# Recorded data
+ + + + +
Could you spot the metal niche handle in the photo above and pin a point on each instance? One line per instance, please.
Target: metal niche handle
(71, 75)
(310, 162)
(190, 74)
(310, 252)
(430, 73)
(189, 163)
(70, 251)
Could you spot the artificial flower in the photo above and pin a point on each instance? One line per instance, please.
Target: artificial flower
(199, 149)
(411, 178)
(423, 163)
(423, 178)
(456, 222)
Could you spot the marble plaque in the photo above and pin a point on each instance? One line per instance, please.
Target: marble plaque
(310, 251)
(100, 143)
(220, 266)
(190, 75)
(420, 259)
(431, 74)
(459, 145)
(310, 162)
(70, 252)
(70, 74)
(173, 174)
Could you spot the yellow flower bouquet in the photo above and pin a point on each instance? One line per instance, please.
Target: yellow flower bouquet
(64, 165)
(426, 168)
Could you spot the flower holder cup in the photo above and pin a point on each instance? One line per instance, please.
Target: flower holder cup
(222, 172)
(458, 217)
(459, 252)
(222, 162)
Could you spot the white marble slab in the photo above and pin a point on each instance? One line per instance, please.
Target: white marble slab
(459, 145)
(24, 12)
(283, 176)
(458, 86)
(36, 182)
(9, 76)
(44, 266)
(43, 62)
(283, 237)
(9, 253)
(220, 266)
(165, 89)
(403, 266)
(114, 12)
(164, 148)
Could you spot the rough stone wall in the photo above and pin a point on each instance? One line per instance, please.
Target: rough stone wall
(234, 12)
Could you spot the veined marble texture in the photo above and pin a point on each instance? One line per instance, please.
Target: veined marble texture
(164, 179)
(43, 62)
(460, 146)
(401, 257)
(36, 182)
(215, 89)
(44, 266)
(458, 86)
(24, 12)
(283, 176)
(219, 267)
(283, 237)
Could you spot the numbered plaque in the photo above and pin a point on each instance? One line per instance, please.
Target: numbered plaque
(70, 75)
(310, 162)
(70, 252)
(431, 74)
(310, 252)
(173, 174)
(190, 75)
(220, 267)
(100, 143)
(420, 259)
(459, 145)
+ + + + +
# WORK TO COMPLETE
Output all of the entries without altering a single word.

# SOLUTION TO THIS TASK
Could you spot the metal niche handle in the photo above and pin a point on each instance? One line per instance, please.
Target: metal niche handle
(71, 75)
(310, 162)
(190, 74)
(310, 252)
(430, 73)
(189, 163)
(70, 251)
Could you spot the artificial flower in the photo above and pin a point on each instance? One line per instance, please.
Target: artificial flower
(199, 149)
(411, 178)
(423, 163)
(423, 178)
(456, 222)
Could you spot the marble plaque in the photo above and pin a point on each instance? One line per instance, please.
Target: marble plaque
(310, 251)
(100, 143)
(220, 266)
(190, 75)
(420, 259)
(431, 74)
(459, 145)
(310, 162)
(70, 252)
(70, 74)
(173, 174)
Could you spot the yellow flower bouquet in the photo above and pin a point on each instance? One line per instance, please.
Target: yellow flower bouquet
(64, 165)
(426, 168)
Could you spot the flower holder cup in the photo above and pin a point on each instance? One line per instance, please.
Target: flower holder cup
(222, 172)
(458, 217)
(459, 252)
(222, 162)
Could you spot the white marble slab in the photo above and pin a point on each instance? One line per instance, please.
Target: white marble slab
(459, 145)
(24, 12)
(283, 176)
(458, 86)
(36, 182)
(9, 76)
(44, 266)
(43, 62)
(283, 237)
(9, 253)
(220, 266)
(165, 89)
(403, 266)
(114, 12)
(164, 148)
Could you spot the rough stone wall in the photo above and pin a point on each instance? One line per instance, please.
Target: rough stone wall
(234, 12)
Could you spot the veined marble texture in the photo above and pin a point on each instance? One line per instance, please.
Target: veined marble texture
(164, 179)
(43, 62)
(460, 146)
(401, 257)
(36, 182)
(215, 89)
(44, 266)
(458, 86)
(24, 12)
(283, 176)
(219, 267)
(283, 237)
Could you spot the numbered plaque in the photo above and pin a point on each instance? One line per instance, please.
Target: numbered plaque
(70, 75)
(310, 162)
(70, 252)
(431, 74)
(310, 252)
(173, 174)
(190, 75)
(220, 267)
(100, 143)
(420, 259)
(459, 145)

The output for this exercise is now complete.